===== Input material
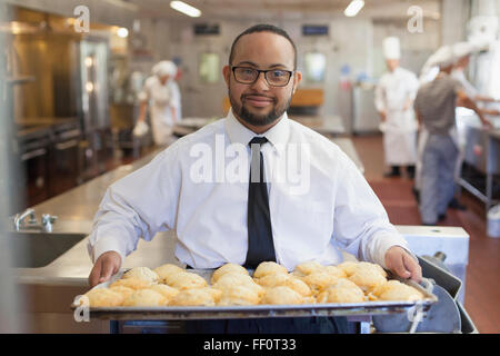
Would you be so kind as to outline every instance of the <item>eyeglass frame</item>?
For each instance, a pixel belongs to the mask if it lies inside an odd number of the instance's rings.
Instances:
[[[239,81],[239,80],[236,78],[236,73],[234,73],[234,70],[238,69],[238,68],[247,68],[247,69],[256,70],[256,71],[257,71],[257,77],[256,77],[256,79],[254,79],[252,82],[242,82],[242,81]],[[287,83],[282,85],[282,86],[274,86],[274,85],[271,85],[271,83],[269,82],[268,76],[267,76],[267,75],[268,75],[268,72],[274,71],[274,70],[281,70],[281,71],[288,72],[288,73],[290,75],[290,77],[288,77]],[[266,82],[268,83],[268,86],[273,87],[273,88],[284,88],[284,87],[287,87],[287,86],[290,83],[290,79],[291,79],[292,75],[296,72],[294,70],[287,70],[287,69],[268,69],[268,70],[260,70],[260,69],[254,69],[254,68],[251,68],[251,67],[244,67],[244,66],[231,66],[231,71],[232,71],[232,76],[234,77],[234,80],[236,80],[237,82],[239,82],[240,85],[253,85],[253,83],[256,83],[257,80],[259,80],[260,73],[264,73]]]

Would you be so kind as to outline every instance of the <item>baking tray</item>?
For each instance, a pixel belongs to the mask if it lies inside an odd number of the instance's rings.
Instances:
[[[202,276],[207,281],[213,270],[189,269]],[[120,279],[126,270],[114,275],[110,280],[94,288],[107,288]],[[393,279],[393,278],[392,278]],[[300,305],[254,305],[254,306],[192,306],[192,307],[90,307],[91,318],[108,320],[190,320],[190,319],[242,319],[269,317],[312,317],[312,316],[371,316],[418,310],[427,312],[438,298],[432,294],[433,285],[423,278],[422,285],[412,280],[400,281],[420,290],[424,299],[416,301],[363,301],[363,303],[328,303]],[[93,289],[93,288],[92,288]],[[78,308],[76,304],[72,309]]]

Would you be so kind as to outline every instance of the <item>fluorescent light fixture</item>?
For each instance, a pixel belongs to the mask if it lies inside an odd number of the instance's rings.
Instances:
[[[343,14],[352,18],[358,14],[358,12],[364,7],[363,0],[352,0],[351,3],[343,10]]]
[[[118,37],[127,38],[127,36],[129,36],[129,30],[126,29],[124,27],[120,27],[120,28],[117,30],[117,34],[118,34]]]
[[[192,18],[199,18],[201,16],[200,10],[182,1],[170,1],[170,7],[173,10],[182,12],[183,14],[190,16]]]

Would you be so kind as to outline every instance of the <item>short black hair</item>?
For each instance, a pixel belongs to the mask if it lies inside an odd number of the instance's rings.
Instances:
[[[231,52],[229,53],[229,65],[231,66],[232,59],[234,57],[234,47],[236,43],[246,34],[256,33],[256,32],[272,32],[279,36],[284,37],[293,47],[293,70],[297,68],[297,47],[296,43],[293,43],[293,40],[288,36],[287,31],[283,29],[280,29],[279,27],[276,27],[273,24],[267,24],[267,23],[259,23],[256,26],[252,26],[251,28],[246,29],[243,32],[238,34],[238,37],[234,39],[234,41],[231,44]]]

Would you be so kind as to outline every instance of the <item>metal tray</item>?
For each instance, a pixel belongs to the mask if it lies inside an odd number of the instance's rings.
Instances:
[[[107,288],[120,279],[126,270],[94,288]],[[190,269],[208,281],[213,270]],[[401,280],[401,279],[400,279]],[[256,306],[192,306],[192,307],[90,307],[91,318],[110,320],[189,320],[189,319],[242,319],[269,317],[312,317],[312,316],[371,316],[393,313],[409,313],[418,308],[427,312],[438,298],[432,294],[432,283],[423,278],[422,285],[412,280],[401,280],[420,290],[424,299],[416,301],[363,301],[342,304],[301,304],[301,305],[256,305]],[[94,289],[92,288],[92,289]],[[72,309],[78,308],[76,304]]]

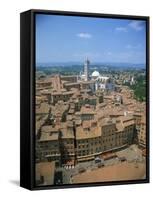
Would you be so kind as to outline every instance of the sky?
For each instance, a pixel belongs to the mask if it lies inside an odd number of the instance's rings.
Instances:
[[[36,63],[145,64],[146,24],[141,20],[36,14]]]

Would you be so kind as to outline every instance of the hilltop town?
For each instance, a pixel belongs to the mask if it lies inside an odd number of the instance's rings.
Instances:
[[[86,183],[89,176],[109,181],[100,170],[109,174],[116,167],[124,174],[125,168],[134,174],[133,162],[142,176],[127,179],[145,176],[146,102],[125,84],[134,85],[135,77],[90,73],[89,67],[86,59],[78,75],[36,76],[37,185]]]

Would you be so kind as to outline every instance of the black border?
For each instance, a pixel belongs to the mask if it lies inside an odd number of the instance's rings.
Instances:
[[[35,185],[35,16],[36,14],[48,15],[64,15],[79,16],[92,18],[113,18],[113,19],[131,19],[146,21],[146,125],[147,125],[147,157],[146,157],[146,179],[128,180],[128,181],[109,181],[109,182],[93,182],[79,184],[63,184],[61,186]],[[149,183],[149,17],[136,15],[117,15],[117,14],[100,14],[100,13],[84,13],[70,11],[53,11],[53,10],[29,10],[21,13],[20,23],[20,95],[21,95],[21,133],[20,133],[20,186],[30,190],[42,189],[62,189],[62,188],[79,188],[91,186],[108,186],[108,185],[125,185]],[[24,41],[26,39],[26,42]],[[27,49],[25,50],[25,47]],[[25,54],[28,54],[25,56]],[[28,61],[27,61],[28,60]],[[26,64],[25,64],[26,63]],[[25,71],[27,69],[27,72]],[[25,90],[27,86],[27,90]],[[23,116],[24,115],[24,116]],[[27,132],[29,131],[29,132]],[[28,133],[28,134],[27,134]],[[26,158],[26,159],[25,159]]]

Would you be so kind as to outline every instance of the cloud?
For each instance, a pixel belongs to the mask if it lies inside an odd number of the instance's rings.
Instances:
[[[144,28],[144,22],[133,20],[128,26],[136,31],[141,31]]]
[[[78,33],[77,37],[84,38],[84,39],[90,39],[92,37],[92,35],[89,33]]]
[[[116,27],[115,30],[119,32],[127,32],[127,27]]]
[[[139,49],[139,48],[141,48],[141,47],[142,47],[141,44],[138,44],[138,45],[127,44],[127,45],[126,45],[126,48],[127,48],[127,49]]]

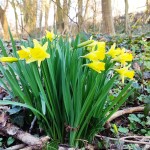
==========
Locate every line in the listing above that contains the string "kind", treating uppercase and lowercase as distinct, and copy each such line.

Would you be so kind as to outline every instance of the <item>eyeglass frame</item>?
Would you be so kind as to outline every instance of the <item>baking tray</item>?
Would you be so kind as to outline every instance of the <item>fluorescent light fixture</item>?
Would you be so kind as to outline every instance of the <item>short black hair</item>?
Would you be so kind as to outline every instance of the <item>metal tray</item>?
Would you be so kind as to outline every instance of the sky?
Would you be so kind as to outline every instance of the hilltop town?
Would you be so kind as to outline every instance of the black border?
Would you be so kind as to outline every instance of the cloud?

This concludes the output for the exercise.